Stated goal 1 →
Check whether each statement below agrees with the email tool reference, answering yes or no and quoting the text's deciding words. (a) The dismiss action returns the body of the message. (b) Mail sent to your own address survives a molt. (c) A delayed self-send delivers its notification exactly once.

>> Begin Selected passage

5. Actions — full surface
The email tool dispatches by action. All actions take optional mode for output verbosity (see §11).
| Action | Purpose | Required args |
|---|
send | Start a new thread to one or more recipients | address, subject, message |
check | List inbox (newest-first), with optional filter={...} and n=N | — |
read | Fetch full body + attachments and mark read | email_id (list of IDs) |
dismiss | Mark read without fetching body — for digest-preview-only mail | email_id (list of IDs) |
reply | Reply to sender only; preserves thread linkage | email_id, message |
reply_all | Reply to sender + all original recipients minus self | email_id, message |
search | Search across inbox/sent/archive by query + filter | query (and/or filter) |
archive | Move from inbox to archive folder (keeps thread, removes from view) | email_id |
delete | Permanently delete | email_id |
contacts | List your address book | — |
add_contact | Add or upsert by address | address, name, optional note |
remove_contact | Remove by address | address |
edit_contact | Update fields | address, plus the fields to change |
read vs dismiss — when to use which
The unread digest in .notification/email.json already contains a preview of up to 200 characters per unread message. If that preview is enough to act on, call dismiss — same effect on read state, no body returned, no token cost. Only call read when you actually need the full body or attachments.
The kernel removes the unread-mail notification once count hits 0, so failing to dismiss/read keeps the digest reminding you on every heartbeat.
check filter
check accepts a structured filter for narrowing the inbox without round-tripping:
email(action="check", filter={
"unread_only": True,
"from": "mimo-1",
"subject": "status",
"contains": "blocker",
"after": "2026-05-18T00:00:00Z",
"has_attachments": False,
"sort": "newest",
"truncate": 500,
}, n=20)
Use this aggressively. Pulling 100 messages with check and then post-filtering in your head is wasteful.
6. Self-send — persistent notes that survive molt
Mail sent to your own address lands in your own inbox. It is marked self-sent, but otherwise behaves like any other unread message — meaning:
- It survives a molt (because it lives in
mailbox/inbox/, not in chat history).
- It surfaces in the unread digest until you
read or dismiss it.
- It can be
searched by the future you.
Use this for: TODOs you want to remember after a memory rotation, breadcrumbs about decisions, "hand-off to self" notes during a long task.
email(action="send", address="<your-own-name>",
subject="resume here", message="Picked the Helmholtz approach; see paper/drafts/2026-05-18.md")
7. Time capsule — delayed self-send
Add delay=<seconds> to defer delivery. The outbox entry is written immediately; the _mailman daemon thread sleeps until the deadline, then dispatches.
email(action="send", address="<your-own-name>", delay=3600,
subject="check on long task", message="Did `daemon(check, id=...)` finish?")
Combined with self-send, this gives you cheap alarms without standing up a cron. The notification is delivered exactly once. For recurring reminders, use schedule (§8).

>> End Selected passage

Stated goal 2 →
Please locate every line in the rows below that contains the string "cluster", and copy each such line. Matching is case-sensitive.

>> Begin Available records

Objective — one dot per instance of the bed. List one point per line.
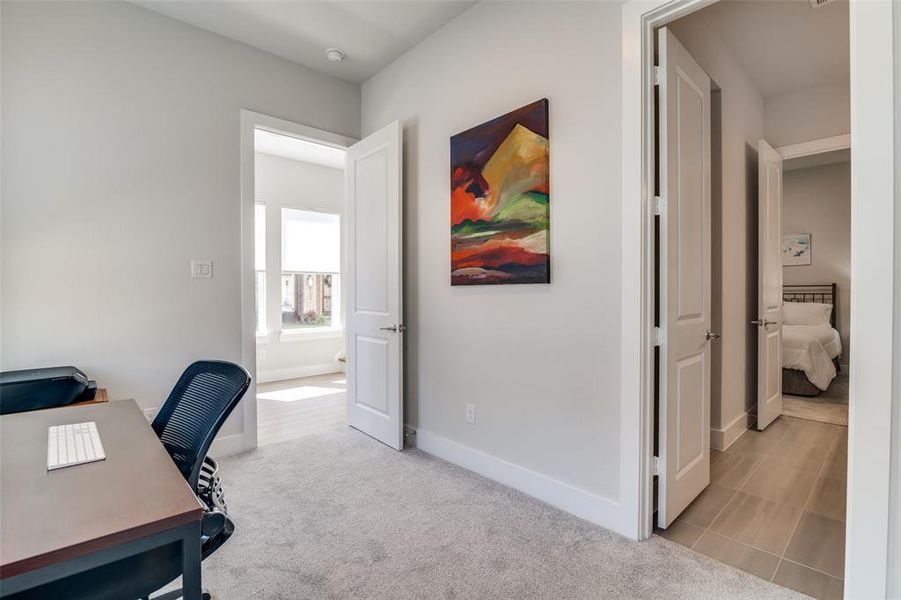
(811, 346)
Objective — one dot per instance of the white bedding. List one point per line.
(811, 348)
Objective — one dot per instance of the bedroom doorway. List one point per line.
(737, 477)
(298, 212)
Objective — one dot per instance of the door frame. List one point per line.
(250, 121)
(872, 178)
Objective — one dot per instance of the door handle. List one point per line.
(763, 322)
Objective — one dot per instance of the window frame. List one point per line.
(276, 330)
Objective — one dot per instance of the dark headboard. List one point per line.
(826, 293)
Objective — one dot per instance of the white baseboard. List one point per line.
(721, 439)
(227, 445)
(586, 505)
(295, 372)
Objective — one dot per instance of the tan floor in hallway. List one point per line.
(776, 506)
(294, 408)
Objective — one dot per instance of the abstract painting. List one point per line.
(795, 249)
(499, 200)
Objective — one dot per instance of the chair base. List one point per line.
(176, 594)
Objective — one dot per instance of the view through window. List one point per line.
(311, 262)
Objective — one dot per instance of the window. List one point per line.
(311, 263)
(259, 226)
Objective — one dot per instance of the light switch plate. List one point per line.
(201, 269)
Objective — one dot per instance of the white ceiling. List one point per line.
(372, 34)
(286, 146)
(785, 45)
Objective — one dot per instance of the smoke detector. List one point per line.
(336, 55)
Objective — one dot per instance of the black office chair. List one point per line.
(201, 401)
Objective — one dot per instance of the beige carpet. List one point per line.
(338, 515)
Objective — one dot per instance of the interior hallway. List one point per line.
(299, 407)
(776, 506)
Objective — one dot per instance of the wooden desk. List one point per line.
(62, 522)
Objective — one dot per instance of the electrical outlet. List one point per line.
(201, 269)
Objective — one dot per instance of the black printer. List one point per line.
(33, 389)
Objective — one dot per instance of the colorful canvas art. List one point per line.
(499, 200)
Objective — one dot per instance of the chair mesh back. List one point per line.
(204, 396)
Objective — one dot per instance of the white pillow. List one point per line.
(806, 313)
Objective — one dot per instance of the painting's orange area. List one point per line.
(464, 206)
(495, 257)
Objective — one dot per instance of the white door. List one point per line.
(685, 262)
(769, 285)
(374, 327)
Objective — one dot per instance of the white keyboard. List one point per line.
(74, 444)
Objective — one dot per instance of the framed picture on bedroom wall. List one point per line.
(795, 249)
(500, 199)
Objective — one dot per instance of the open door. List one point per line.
(374, 324)
(683, 463)
(769, 285)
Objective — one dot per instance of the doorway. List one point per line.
(298, 245)
(737, 479)
(351, 296)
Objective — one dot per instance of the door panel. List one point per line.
(769, 286)
(374, 327)
(685, 263)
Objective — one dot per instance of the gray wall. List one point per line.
(737, 125)
(817, 200)
(120, 164)
(809, 114)
(540, 362)
(894, 554)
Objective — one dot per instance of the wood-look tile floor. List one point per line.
(775, 506)
(294, 408)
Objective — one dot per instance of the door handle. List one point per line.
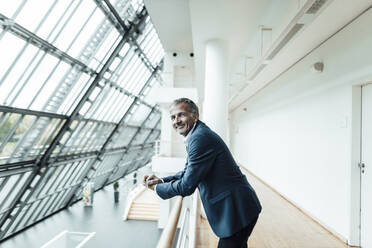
(362, 166)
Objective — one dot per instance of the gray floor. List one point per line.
(104, 218)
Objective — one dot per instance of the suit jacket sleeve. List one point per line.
(174, 177)
(201, 154)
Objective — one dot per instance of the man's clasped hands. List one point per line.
(151, 181)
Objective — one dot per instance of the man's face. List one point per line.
(182, 119)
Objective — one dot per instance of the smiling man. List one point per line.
(231, 205)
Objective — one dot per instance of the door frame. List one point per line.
(355, 176)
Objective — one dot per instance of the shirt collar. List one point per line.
(188, 135)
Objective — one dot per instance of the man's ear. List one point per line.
(196, 117)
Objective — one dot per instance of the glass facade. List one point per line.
(74, 81)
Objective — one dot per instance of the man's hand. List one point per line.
(151, 181)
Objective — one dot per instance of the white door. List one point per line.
(366, 168)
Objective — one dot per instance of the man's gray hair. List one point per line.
(190, 104)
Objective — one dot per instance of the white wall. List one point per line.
(296, 133)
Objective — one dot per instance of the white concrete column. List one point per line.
(215, 107)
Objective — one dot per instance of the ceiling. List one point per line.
(252, 30)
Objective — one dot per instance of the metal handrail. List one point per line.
(183, 236)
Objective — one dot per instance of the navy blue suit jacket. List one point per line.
(229, 201)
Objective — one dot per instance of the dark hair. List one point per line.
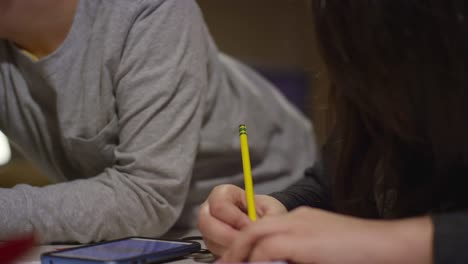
(399, 75)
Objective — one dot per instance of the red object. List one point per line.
(12, 249)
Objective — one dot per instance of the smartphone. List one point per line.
(130, 250)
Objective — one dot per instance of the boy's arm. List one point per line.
(159, 99)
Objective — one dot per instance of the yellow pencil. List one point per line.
(249, 193)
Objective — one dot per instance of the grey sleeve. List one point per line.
(159, 99)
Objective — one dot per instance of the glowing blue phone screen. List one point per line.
(122, 249)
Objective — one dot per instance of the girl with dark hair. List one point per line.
(392, 185)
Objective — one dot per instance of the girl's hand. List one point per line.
(222, 215)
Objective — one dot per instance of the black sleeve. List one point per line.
(451, 237)
(312, 190)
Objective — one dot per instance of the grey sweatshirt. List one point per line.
(135, 118)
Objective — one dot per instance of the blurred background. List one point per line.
(273, 36)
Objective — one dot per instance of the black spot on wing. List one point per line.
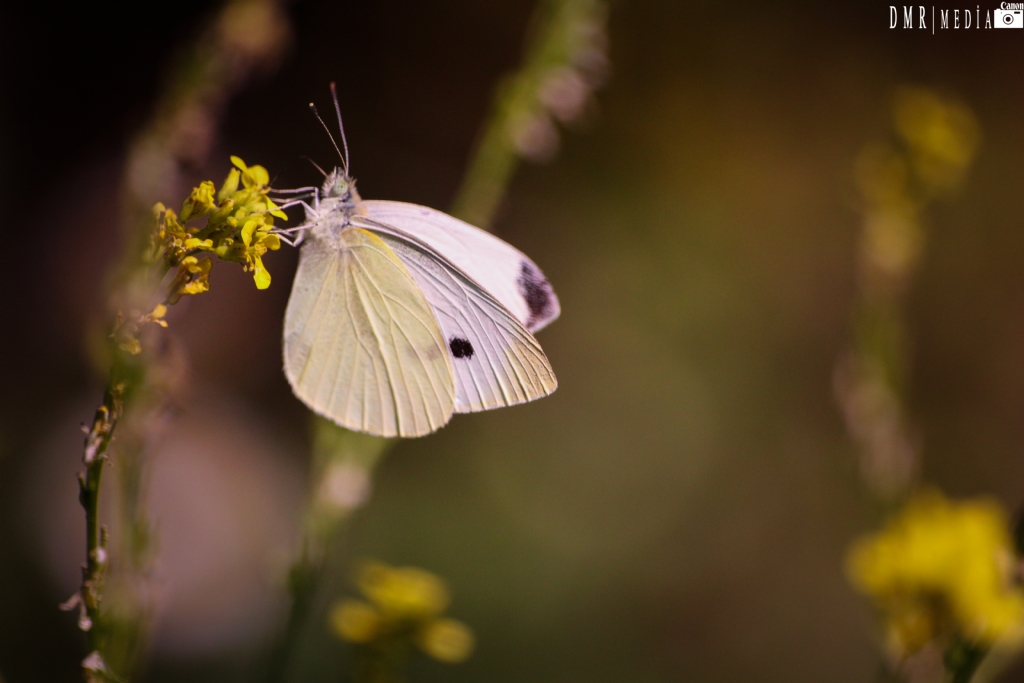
(535, 289)
(461, 348)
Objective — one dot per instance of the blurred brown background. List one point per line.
(679, 509)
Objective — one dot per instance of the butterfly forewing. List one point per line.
(497, 361)
(497, 266)
(361, 344)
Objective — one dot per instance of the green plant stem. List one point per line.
(558, 30)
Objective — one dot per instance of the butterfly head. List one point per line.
(340, 185)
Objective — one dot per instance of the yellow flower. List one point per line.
(193, 278)
(403, 592)
(446, 640)
(230, 183)
(200, 203)
(252, 176)
(940, 568)
(355, 622)
(257, 241)
(404, 608)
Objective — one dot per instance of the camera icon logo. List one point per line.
(1009, 18)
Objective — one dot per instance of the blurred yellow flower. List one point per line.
(940, 568)
(446, 640)
(355, 622)
(403, 592)
(403, 607)
(941, 135)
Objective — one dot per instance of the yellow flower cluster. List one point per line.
(403, 604)
(238, 228)
(940, 569)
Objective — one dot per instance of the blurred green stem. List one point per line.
(560, 31)
(241, 37)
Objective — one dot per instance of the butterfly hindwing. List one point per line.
(496, 360)
(499, 267)
(361, 344)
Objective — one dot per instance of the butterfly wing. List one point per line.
(361, 344)
(497, 361)
(499, 267)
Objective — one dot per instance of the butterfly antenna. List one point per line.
(315, 165)
(316, 114)
(341, 127)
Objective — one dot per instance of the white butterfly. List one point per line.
(400, 315)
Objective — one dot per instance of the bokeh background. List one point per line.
(680, 508)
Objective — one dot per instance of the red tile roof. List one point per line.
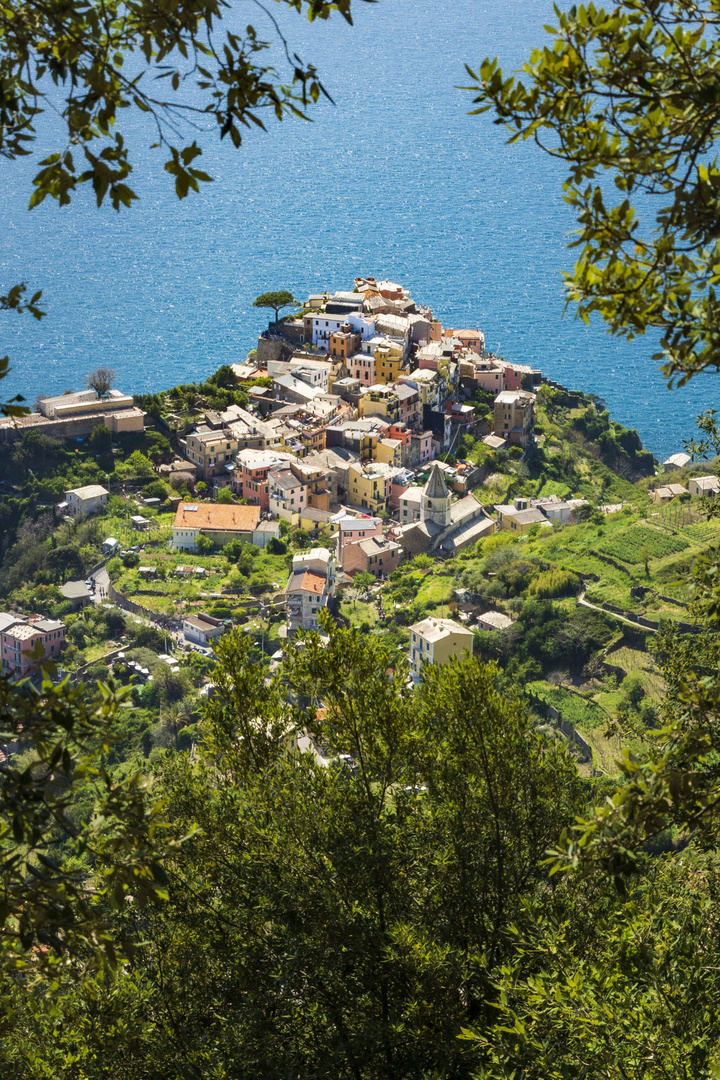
(216, 516)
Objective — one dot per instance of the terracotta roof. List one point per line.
(217, 517)
(309, 581)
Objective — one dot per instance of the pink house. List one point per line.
(422, 447)
(408, 404)
(470, 339)
(352, 529)
(376, 555)
(490, 376)
(287, 494)
(362, 367)
(513, 378)
(252, 477)
(19, 638)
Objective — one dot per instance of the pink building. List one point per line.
(19, 638)
(376, 555)
(470, 339)
(490, 376)
(362, 367)
(352, 529)
(287, 494)
(252, 477)
(422, 447)
(408, 404)
(513, 378)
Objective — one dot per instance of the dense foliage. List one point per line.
(628, 92)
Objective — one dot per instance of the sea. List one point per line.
(393, 178)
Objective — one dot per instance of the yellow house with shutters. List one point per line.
(388, 361)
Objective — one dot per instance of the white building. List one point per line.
(310, 588)
(436, 642)
(705, 486)
(82, 501)
(201, 629)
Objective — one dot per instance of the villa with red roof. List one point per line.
(309, 589)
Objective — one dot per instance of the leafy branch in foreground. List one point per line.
(109, 56)
(630, 91)
(62, 874)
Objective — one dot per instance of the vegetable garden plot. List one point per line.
(633, 544)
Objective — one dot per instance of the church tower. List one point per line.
(435, 499)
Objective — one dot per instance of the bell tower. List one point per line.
(435, 499)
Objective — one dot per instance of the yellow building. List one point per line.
(436, 642)
(516, 517)
(367, 486)
(380, 401)
(388, 362)
(390, 450)
(211, 450)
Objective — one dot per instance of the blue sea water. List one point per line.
(394, 180)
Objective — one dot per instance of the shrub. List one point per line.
(155, 490)
(555, 582)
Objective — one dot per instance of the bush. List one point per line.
(114, 623)
(155, 490)
(552, 583)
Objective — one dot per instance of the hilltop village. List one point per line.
(363, 460)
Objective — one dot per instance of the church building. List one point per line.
(445, 527)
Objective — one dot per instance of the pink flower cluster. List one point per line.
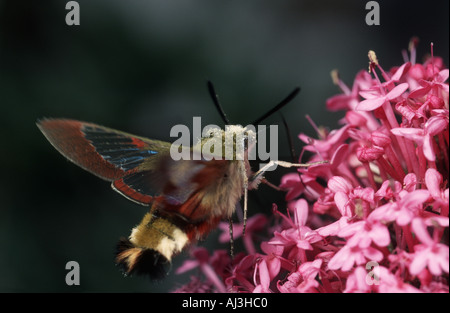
(379, 220)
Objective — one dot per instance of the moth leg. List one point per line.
(257, 176)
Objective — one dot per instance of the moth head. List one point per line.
(229, 144)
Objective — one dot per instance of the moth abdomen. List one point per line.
(141, 261)
(151, 246)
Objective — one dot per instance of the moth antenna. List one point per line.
(278, 106)
(290, 141)
(230, 228)
(215, 99)
(291, 145)
(245, 209)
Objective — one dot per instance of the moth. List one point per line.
(186, 198)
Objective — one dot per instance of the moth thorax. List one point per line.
(229, 144)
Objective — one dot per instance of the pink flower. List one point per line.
(430, 253)
(347, 257)
(372, 219)
(404, 210)
(299, 237)
(363, 233)
(375, 98)
(424, 137)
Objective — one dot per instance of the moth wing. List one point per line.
(110, 154)
(139, 168)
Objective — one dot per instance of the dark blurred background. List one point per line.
(141, 67)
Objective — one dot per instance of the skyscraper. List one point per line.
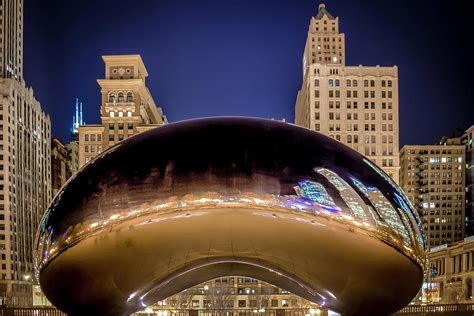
(127, 107)
(355, 105)
(11, 39)
(60, 165)
(433, 177)
(25, 165)
(467, 140)
(76, 121)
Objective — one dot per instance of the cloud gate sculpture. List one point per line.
(200, 199)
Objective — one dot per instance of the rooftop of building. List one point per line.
(120, 60)
(323, 12)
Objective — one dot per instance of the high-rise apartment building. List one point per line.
(355, 105)
(25, 164)
(127, 107)
(61, 169)
(11, 39)
(433, 177)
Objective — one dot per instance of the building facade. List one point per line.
(433, 178)
(11, 39)
(127, 107)
(25, 164)
(355, 105)
(467, 140)
(61, 162)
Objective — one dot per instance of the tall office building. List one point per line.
(76, 121)
(433, 177)
(25, 165)
(355, 105)
(61, 169)
(127, 107)
(467, 140)
(11, 39)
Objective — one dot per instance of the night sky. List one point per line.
(225, 57)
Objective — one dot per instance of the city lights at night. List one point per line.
(236, 158)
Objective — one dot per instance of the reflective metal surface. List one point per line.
(195, 200)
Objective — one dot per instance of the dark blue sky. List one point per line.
(229, 57)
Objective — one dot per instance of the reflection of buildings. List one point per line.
(432, 176)
(238, 296)
(355, 105)
(127, 107)
(25, 165)
(349, 196)
(315, 192)
(451, 273)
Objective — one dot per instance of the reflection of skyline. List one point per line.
(384, 209)
(349, 195)
(314, 191)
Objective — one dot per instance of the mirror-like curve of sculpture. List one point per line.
(194, 200)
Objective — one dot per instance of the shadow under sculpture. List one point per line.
(200, 199)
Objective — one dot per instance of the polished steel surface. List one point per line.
(190, 201)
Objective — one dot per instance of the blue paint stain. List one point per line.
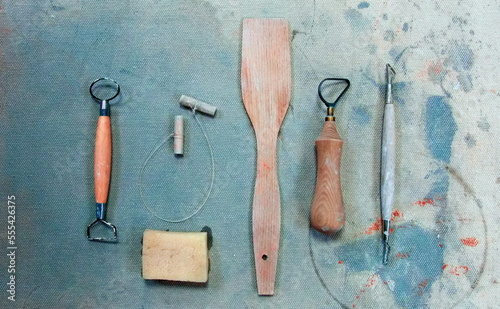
(58, 8)
(412, 275)
(361, 114)
(440, 127)
(363, 5)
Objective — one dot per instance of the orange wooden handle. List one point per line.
(327, 209)
(102, 159)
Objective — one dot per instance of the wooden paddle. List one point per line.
(266, 87)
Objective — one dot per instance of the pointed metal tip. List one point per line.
(386, 253)
(390, 70)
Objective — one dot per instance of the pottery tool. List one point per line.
(327, 209)
(266, 87)
(178, 136)
(102, 157)
(387, 170)
(197, 105)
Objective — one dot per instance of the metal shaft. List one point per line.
(388, 163)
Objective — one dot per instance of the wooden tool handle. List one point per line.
(266, 217)
(327, 209)
(102, 159)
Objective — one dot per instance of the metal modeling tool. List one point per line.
(327, 209)
(102, 157)
(387, 170)
(266, 82)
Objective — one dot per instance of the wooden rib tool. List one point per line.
(266, 86)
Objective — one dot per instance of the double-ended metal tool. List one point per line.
(102, 158)
(387, 170)
(327, 209)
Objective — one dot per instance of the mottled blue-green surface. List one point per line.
(446, 102)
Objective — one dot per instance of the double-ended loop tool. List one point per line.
(102, 157)
(327, 209)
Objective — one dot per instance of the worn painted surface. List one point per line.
(445, 220)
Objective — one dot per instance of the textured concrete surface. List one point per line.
(445, 220)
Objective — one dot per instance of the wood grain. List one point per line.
(327, 209)
(266, 90)
(102, 159)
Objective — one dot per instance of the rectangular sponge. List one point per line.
(175, 256)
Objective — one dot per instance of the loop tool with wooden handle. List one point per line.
(266, 87)
(102, 158)
(388, 164)
(327, 209)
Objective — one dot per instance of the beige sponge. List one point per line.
(176, 256)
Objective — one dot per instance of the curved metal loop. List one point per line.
(99, 100)
(332, 104)
(108, 225)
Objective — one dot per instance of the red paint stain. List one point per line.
(402, 255)
(456, 270)
(421, 286)
(375, 227)
(397, 214)
(422, 203)
(471, 241)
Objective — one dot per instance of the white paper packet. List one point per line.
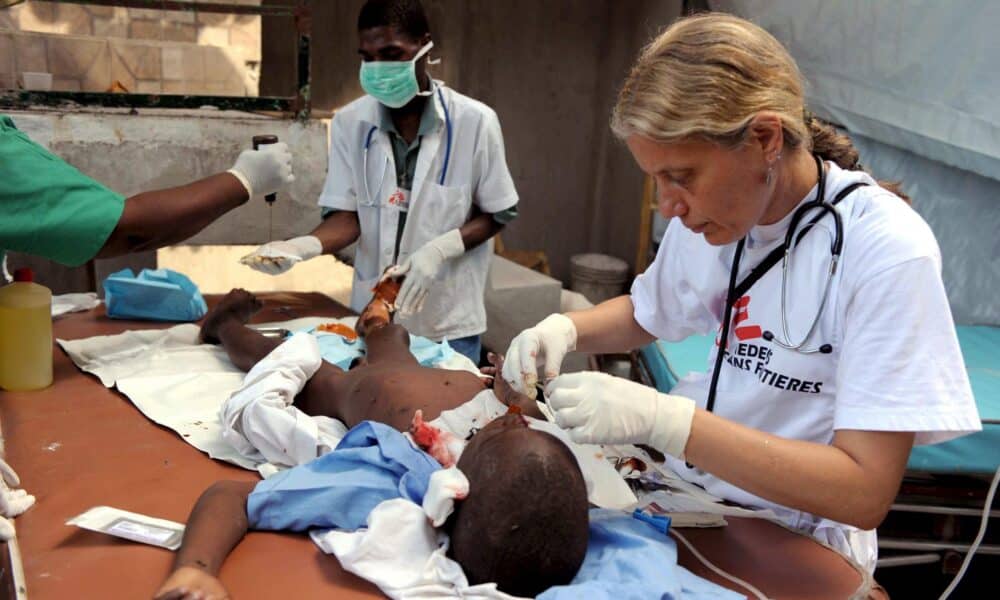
(131, 526)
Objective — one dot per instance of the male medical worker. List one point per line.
(49, 209)
(418, 178)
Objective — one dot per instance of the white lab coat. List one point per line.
(476, 174)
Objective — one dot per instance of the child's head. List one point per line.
(524, 522)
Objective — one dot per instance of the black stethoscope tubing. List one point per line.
(734, 291)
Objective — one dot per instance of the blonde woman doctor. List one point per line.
(418, 178)
(822, 378)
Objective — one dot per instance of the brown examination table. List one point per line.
(78, 444)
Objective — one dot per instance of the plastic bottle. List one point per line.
(25, 334)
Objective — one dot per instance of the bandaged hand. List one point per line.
(545, 344)
(275, 258)
(264, 171)
(12, 502)
(597, 408)
(422, 268)
(191, 583)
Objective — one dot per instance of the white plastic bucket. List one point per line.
(597, 276)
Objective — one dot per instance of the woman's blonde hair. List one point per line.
(707, 76)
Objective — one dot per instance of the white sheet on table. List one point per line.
(175, 381)
(403, 555)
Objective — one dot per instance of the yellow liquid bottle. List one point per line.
(25, 334)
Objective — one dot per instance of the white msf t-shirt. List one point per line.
(895, 364)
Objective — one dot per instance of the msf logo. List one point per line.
(743, 331)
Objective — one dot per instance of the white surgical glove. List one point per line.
(264, 171)
(275, 258)
(12, 502)
(597, 408)
(422, 268)
(544, 344)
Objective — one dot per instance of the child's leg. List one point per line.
(226, 324)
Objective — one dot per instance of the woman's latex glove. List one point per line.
(422, 268)
(264, 171)
(191, 583)
(544, 344)
(275, 258)
(597, 408)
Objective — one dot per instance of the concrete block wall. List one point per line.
(551, 70)
(90, 48)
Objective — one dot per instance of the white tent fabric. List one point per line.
(915, 85)
(915, 74)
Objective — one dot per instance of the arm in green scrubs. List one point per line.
(47, 207)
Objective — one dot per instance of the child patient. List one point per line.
(523, 524)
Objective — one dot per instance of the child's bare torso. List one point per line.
(391, 393)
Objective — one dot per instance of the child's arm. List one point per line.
(217, 523)
(505, 393)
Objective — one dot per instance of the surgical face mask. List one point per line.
(393, 83)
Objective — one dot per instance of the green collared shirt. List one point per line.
(405, 158)
(47, 207)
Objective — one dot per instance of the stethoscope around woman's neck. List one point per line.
(792, 238)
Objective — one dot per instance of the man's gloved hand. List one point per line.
(275, 258)
(422, 267)
(264, 171)
(597, 408)
(191, 583)
(544, 344)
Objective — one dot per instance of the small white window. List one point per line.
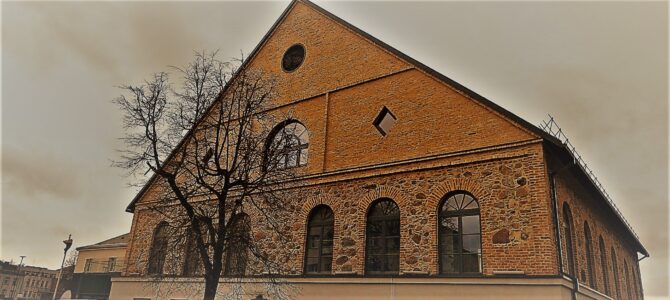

>> End Available records

Reply 1 →
(a) No: "no body returned"
(b) Yes: "It survives a molt"
(c) Yes: "The notification is delivered exactly once."

Reply 2 →
Objective — one dot per instance of the yellow flower cluster. List one point per line.
Objective — one dot per instance of the pink flower cluster. List one point per line.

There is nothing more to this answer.